Your output must consist solely of the lines from the one containing "the red painted" through the end of the records, reproduced exactly.

Entries provided
□ □ □ □ □ □ □
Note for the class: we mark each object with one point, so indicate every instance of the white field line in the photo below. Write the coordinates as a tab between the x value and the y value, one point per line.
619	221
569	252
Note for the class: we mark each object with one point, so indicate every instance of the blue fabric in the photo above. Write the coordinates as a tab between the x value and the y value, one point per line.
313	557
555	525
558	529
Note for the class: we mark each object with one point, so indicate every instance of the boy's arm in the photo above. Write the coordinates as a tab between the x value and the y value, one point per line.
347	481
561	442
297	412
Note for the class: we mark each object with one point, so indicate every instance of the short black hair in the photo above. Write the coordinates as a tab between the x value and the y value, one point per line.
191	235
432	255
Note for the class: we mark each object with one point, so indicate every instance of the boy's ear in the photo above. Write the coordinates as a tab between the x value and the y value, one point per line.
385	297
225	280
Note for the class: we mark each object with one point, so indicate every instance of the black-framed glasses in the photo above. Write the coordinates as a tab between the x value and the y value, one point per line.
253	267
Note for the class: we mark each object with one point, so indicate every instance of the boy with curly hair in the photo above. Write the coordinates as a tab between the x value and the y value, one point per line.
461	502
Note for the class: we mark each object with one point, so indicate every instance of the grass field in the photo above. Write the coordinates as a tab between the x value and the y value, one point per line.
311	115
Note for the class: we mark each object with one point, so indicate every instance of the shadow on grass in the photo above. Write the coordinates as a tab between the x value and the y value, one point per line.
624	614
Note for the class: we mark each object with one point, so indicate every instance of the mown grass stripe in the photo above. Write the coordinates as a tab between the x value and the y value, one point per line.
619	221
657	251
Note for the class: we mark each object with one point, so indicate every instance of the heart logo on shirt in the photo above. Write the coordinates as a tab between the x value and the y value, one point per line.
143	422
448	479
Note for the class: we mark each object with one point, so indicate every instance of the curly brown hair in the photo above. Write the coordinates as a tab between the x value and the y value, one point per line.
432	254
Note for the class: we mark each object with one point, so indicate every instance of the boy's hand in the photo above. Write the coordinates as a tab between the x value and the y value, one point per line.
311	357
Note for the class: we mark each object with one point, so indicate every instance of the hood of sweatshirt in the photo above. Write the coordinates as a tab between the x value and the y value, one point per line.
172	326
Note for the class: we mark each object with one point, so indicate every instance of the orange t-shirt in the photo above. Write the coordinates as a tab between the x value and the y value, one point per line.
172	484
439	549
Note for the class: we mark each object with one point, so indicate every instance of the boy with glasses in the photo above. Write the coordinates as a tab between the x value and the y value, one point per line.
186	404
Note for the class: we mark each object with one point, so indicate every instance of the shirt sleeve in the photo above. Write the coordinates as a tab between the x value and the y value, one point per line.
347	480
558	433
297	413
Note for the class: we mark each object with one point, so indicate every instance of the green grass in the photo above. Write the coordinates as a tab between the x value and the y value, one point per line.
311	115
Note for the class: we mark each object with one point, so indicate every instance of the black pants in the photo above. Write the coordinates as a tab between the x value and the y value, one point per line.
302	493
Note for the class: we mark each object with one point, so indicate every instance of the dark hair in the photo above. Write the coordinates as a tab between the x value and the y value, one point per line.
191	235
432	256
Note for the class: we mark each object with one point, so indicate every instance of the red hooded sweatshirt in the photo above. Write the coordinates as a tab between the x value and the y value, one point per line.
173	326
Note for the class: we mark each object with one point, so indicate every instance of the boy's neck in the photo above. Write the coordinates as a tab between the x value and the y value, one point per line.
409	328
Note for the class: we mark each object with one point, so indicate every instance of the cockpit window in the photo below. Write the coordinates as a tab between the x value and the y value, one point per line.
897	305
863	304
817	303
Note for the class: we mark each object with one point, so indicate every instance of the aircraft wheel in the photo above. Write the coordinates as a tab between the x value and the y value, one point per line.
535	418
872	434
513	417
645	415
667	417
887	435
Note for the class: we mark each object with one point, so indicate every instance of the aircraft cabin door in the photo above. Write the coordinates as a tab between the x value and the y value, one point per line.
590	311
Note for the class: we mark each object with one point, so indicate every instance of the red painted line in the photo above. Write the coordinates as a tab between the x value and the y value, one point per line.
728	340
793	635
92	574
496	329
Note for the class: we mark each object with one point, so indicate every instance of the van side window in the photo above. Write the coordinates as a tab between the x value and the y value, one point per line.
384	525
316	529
□ □ □ □ □ □ □
Exercise output
Note for the class: we mark each object with one point, so indicate every instance of the red painted line in the photo above. Write the coordinates as a tab between the x value and the y value, one point per line.
728	340
793	635
92	574
496	329
Note for the class: we mark each object with one point, so indicate every instance of the van side window in the photo above. Write the coordinates as a tab between the x value and the y value, one point per line.
384	525
316	529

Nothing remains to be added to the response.